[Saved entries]
****************
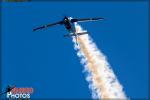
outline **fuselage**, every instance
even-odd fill
[[[64,17],[63,24],[69,32],[75,33],[75,26],[74,23],[71,22],[71,17]]]

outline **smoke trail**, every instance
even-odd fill
[[[76,32],[84,30],[75,23]],[[73,38],[74,48],[77,50],[77,56],[84,65],[84,72],[87,74],[86,80],[89,82],[89,88],[92,91],[93,99],[127,99],[123,87],[117,80],[106,57],[96,47],[91,37],[81,35],[77,38],[79,45]]]

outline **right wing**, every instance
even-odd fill
[[[71,19],[71,22],[87,22],[87,21],[96,21],[103,20],[104,18],[83,18],[83,19]]]
[[[54,26],[54,25],[58,25],[58,24],[63,24],[63,21],[56,22],[56,23],[53,23],[53,24],[43,25],[41,27],[37,27],[37,28],[33,29],[33,31],[40,30],[40,29],[43,29],[43,28],[47,28],[47,27]]]

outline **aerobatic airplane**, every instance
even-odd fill
[[[40,29],[44,29],[47,27],[51,27],[51,26],[55,26],[55,25],[64,25],[65,28],[68,30],[68,32],[70,34],[66,34],[64,35],[64,37],[72,37],[75,36],[76,37],[76,41],[77,41],[77,36],[79,35],[84,35],[84,34],[88,34],[88,32],[82,32],[82,33],[77,33],[76,29],[75,29],[75,22],[88,22],[88,21],[96,21],[96,20],[103,20],[104,18],[83,18],[83,19],[75,19],[75,18],[71,18],[71,17],[64,17],[62,21],[56,22],[56,23],[52,23],[52,24],[48,24],[48,25],[43,25],[41,27],[35,28],[33,29],[33,31],[36,30],[40,30]],[[77,42],[76,42],[77,43]]]

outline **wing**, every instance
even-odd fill
[[[83,18],[83,19],[71,19],[71,22],[87,22],[87,21],[96,21],[103,20],[104,18]]]
[[[82,32],[82,33],[76,33],[76,34],[66,34],[64,37],[72,37],[72,36],[79,36],[79,35],[84,35],[84,34],[89,34],[88,32]]]
[[[43,25],[41,27],[33,29],[33,31],[40,30],[40,29],[43,29],[43,28],[47,28],[47,27],[54,26],[54,25],[58,25],[58,24],[63,24],[63,21],[56,22],[56,23],[53,23],[53,24]]]

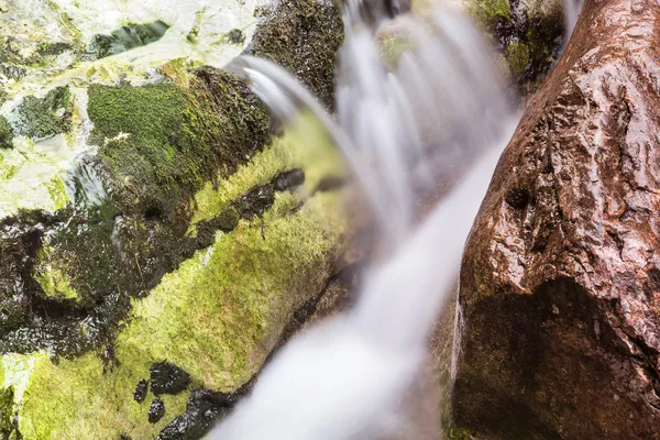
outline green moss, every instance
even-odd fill
[[[218,216],[255,185],[271,182],[278,173],[299,167],[305,169],[304,190],[310,193],[321,178],[341,173],[343,162],[320,123],[310,114],[294,123],[284,138],[275,139],[272,147],[255,154],[241,165],[231,179],[207,183],[196,195],[196,211],[188,232],[202,220]]]
[[[218,169],[229,173],[267,143],[265,109],[227,73],[169,84],[89,88],[90,142],[129,200],[172,212]],[[178,205],[178,208],[174,208]]]
[[[475,440],[475,437],[473,437],[470,431],[455,427],[450,428],[444,438],[447,440]]]
[[[341,14],[334,2],[282,0],[257,26],[252,53],[296,75],[321,102],[332,107],[334,65],[342,41]]]
[[[166,417],[148,424],[154,396],[150,393],[142,404],[132,397],[138,382],[148,377],[148,367],[145,359],[103,372],[103,362],[92,353],[58,364],[42,355],[22,402],[19,428],[23,438],[117,440],[127,432],[133,439],[153,439],[168,417],[184,410],[187,396],[163,396]]]
[[[521,43],[514,43],[506,48],[506,58],[515,76],[525,75],[525,69],[529,65],[529,46]]]
[[[51,195],[51,200],[53,200],[55,210],[62,209],[67,206],[69,199],[66,195],[66,188],[64,186],[64,180],[61,177],[56,177],[52,179],[50,183],[45,184],[48,194]]]
[[[323,262],[341,233],[338,195],[315,197],[293,216],[292,196],[278,197],[265,219],[265,233],[246,221],[185,262],[161,285],[136,300],[132,320],[117,341],[120,362],[103,374],[89,354],[53,365],[41,360],[31,376],[21,411],[26,439],[153,438],[183,413],[186,395],[165,396],[166,417],[146,422],[145,404],[131,393],[152,362],[167,360],[199,384],[234,389],[265,359],[267,334],[275,336],[298,289],[320,288]],[[265,237],[265,238],[264,238]],[[264,346],[264,344],[266,346]],[[47,397],[46,397],[47,396]]]
[[[484,29],[492,29],[501,21],[510,21],[512,9],[508,0],[468,0],[470,14]]]
[[[12,138],[13,129],[9,122],[7,122],[7,119],[0,116],[0,148],[11,148]]]
[[[501,48],[506,70],[518,88],[532,91],[559,54],[563,33],[561,1],[469,0],[468,10]]]
[[[193,162],[173,161],[173,144],[188,108],[184,89],[173,85],[92,85],[88,94],[88,113],[95,123],[90,142],[102,146],[101,156],[114,173],[130,175],[142,184],[196,174],[190,167]],[[182,165],[184,169],[178,168]]]
[[[37,267],[35,270],[34,279],[40,284],[44,295],[53,299],[77,299],[78,293],[72,287],[68,276],[57,265],[43,263],[51,261],[48,254],[53,250],[45,246],[40,251]],[[57,262],[54,262],[57,264]]]
[[[381,40],[382,57],[385,65],[395,68],[404,52],[415,48],[416,44],[408,35],[391,34]]]
[[[19,136],[0,148],[0,218],[19,209],[54,212],[68,204],[63,178],[73,160],[64,136],[33,142]]]
[[[11,114],[14,134],[45,139],[70,130],[73,97],[68,87],[56,87],[44,98],[25,97]]]
[[[73,51],[75,47],[70,43],[42,43],[38,45],[37,53],[42,56],[61,55],[67,51]]]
****************
What you return should match the records above word for word, minus the pictures.

§ **OUTPUT OF THE TASK**
outline **fuselage**, every instance
even-odd fill
[[[64,17],[63,24],[69,32],[75,33],[75,26],[74,23],[71,22],[71,17]]]

outline **smoke trail**, every instance
even-odd fill
[[[76,32],[84,30],[75,23]],[[73,38],[74,48],[77,50],[77,56],[84,65],[84,72],[87,74],[86,80],[89,82],[89,88],[92,91],[93,99],[127,99],[123,87],[117,80],[106,57],[96,47],[91,37],[81,35],[77,38],[79,45]]]

outline **right wing**, every instance
even-odd fill
[[[71,19],[71,22],[87,22],[87,21],[96,21],[103,20],[104,18],[83,18],[83,19]]]
[[[54,26],[54,25],[58,25],[58,24],[63,24],[63,21],[56,22],[56,23],[53,23],[53,24],[43,25],[41,27],[37,27],[37,28],[33,29],[33,31],[40,30],[40,29],[43,29],[43,28],[47,28],[47,27]]]

outline **aerobatic airplane**, every instance
even-odd fill
[[[40,29],[44,29],[47,27],[51,27],[51,26],[55,26],[55,25],[64,25],[65,28],[68,30],[68,32],[70,34],[66,34],[64,35],[64,37],[72,37],[75,36],[76,37],[76,41],[77,41],[77,36],[79,35],[84,35],[84,34],[88,34],[88,32],[82,32],[82,33],[77,33],[76,29],[75,29],[75,22],[88,22],[88,21],[96,21],[96,20],[103,20],[104,18],[83,18],[83,19],[75,19],[75,18],[71,18],[71,17],[64,17],[62,21],[56,22],[56,23],[52,23],[52,24],[48,24],[48,25],[43,25],[41,27],[35,28],[33,29],[33,31],[36,30],[40,30]],[[77,42],[76,42],[77,43]]]

outline **wing**, every instance
even-odd fill
[[[83,18],[83,19],[71,19],[71,22],[87,22],[87,21],[96,21],[103,20],[104,18]]]
[[[82,32],[82,33],[76,33],[76,34],[66,34],[64,37],[72,37],[72,36],[79,36],[79,35],[84,35],[84,34],[89,34],[88,32]]]
[[[43,25],[41,27],[33,29],[33,31],[40,30],[40,29],[43,29],[43,28],[47,28],[47,27],[54,26],[54,25],[58,25],[58,24],[63,24],[63,21],[56,22],[56,23],[53,23],[53,24]]]

outline green moss, every instance
even-odd fill
[[[218,216],[255,185],[271,182],[278,173],[299,167],[305,169],[304,190],[310,193],[321,178],[341,173],[343,162],[320,123],[310,114],[294,123],[284,138],[275,139],[272,147],[255,154],[241,165],[231,179],[207,183],[196,195],[196,211],[188,232],[202,220]]]
[[[218,169],[229,173],[267,143],[265,109],[227,73],[169,84],[89,88],[90,142],[129,200],[172,212]],[[178,205],[178,208],[174,208]]]
[[[475,440],[475,437],[473,437],[470,431],[455,427],[450,428],[444,438],[447,440]]]
[[[341,14],[334,2],[282,0],[257,26],[252,53],[296,75],[321,102],[332,107],[334,65],[342,41]]]
[[[166,417],[148,424],[154,396],[150,393],[142,404],[132,397],[138,382],[148,377],[148,367],[145,359],[103,372],[103,362],[92,353],[58,364],[42,355],[22,402],[19,428],[23,438],[117,440],[127,432],[133,439],[153,439],[168,417],[184,410],[187,396],[163,396]]]
[[[521,43],[514,43],[506,48],[506,58],[515,76],[525,75],[525,69],[529,65],[529,46]]]
[[[51,195],[51,200],[53,200],[55,210],[62,209],[67,206],[69,199],[66,195],[66,188],[64,186],[64,180],[61,177],[56,177],[52,179],[50,183],[45,184],[48,194]]]
[[[323,262],[341,233],[338,195],[315,197],[293,216],[292,196],[278,197],[265,219],[265,233],[246,221],[185,262],[161,285],[136,300],[132,320],[117,341],[120,362],[103,374],[89,354],[53,365],[41,360],[31,376],[21,411],[26,439],[153,438],[183,413],[186,395],[165,396],[166,417],[146,422],[145,404],[131,393],[152,362],[167,360],[199,384],[234,389],[265,359],[267,334],[275,336],[298,289],[320,288]],[[265,237],[265,238],[264,238]],[[264,346],[264,344],[266,346]],[[47,397],[46,397],[47,396]]]
[[[484,29],[492,29],[501,21],[510,21],[512,9],[508,0],[468,0],[470,14]]]
[[[12,138],[13,129],[9,122],[7,122],[7,119],[0,116],[0,148],[11,148]]]
[[[501,48],[506,70],[518,88],[532,91],[559,54],[563,33],[561,1],[469,0],[468,10]]]
[[[193,162],[173,161],[173,144],[188,108],[184,89],[173,85],[92,85],[88,94],[88,113],[95,123],[90,142],[102,146],[101,156],[114,173],[130,175],[142,184],[196,174],[190,167]],[[182,165],[184,169],[178,168]]]
[[[37,267],[35,270],[34,279],[40,284],[44,295],[53,299],[77,299],[78,293],[72,287],[68,276],[57,265],[43,263],[51,261],[48,254],[53,250],[45,246],[40,251]],[[57,262],[54,262],[57,264]]]
[[[381,40],[382,57],[385,65],[395,68],[404,52],[415,48],[416,44],[408,35],[391,34]]]
[[[19,136],[0,148],[0,218],[19,209],[54,212],[68,204],[63,178],[73,160],[64,136],[33,142]]]
[[[11,114],[14,134],[45,139],[70,130],[73,97],[68,87],[56,87],[44,98],[25,97]]]
[[[73,51],[75,47],[70,43],[42,43],[38,45],[37,53],[42,56],[61,55],[67,51]]]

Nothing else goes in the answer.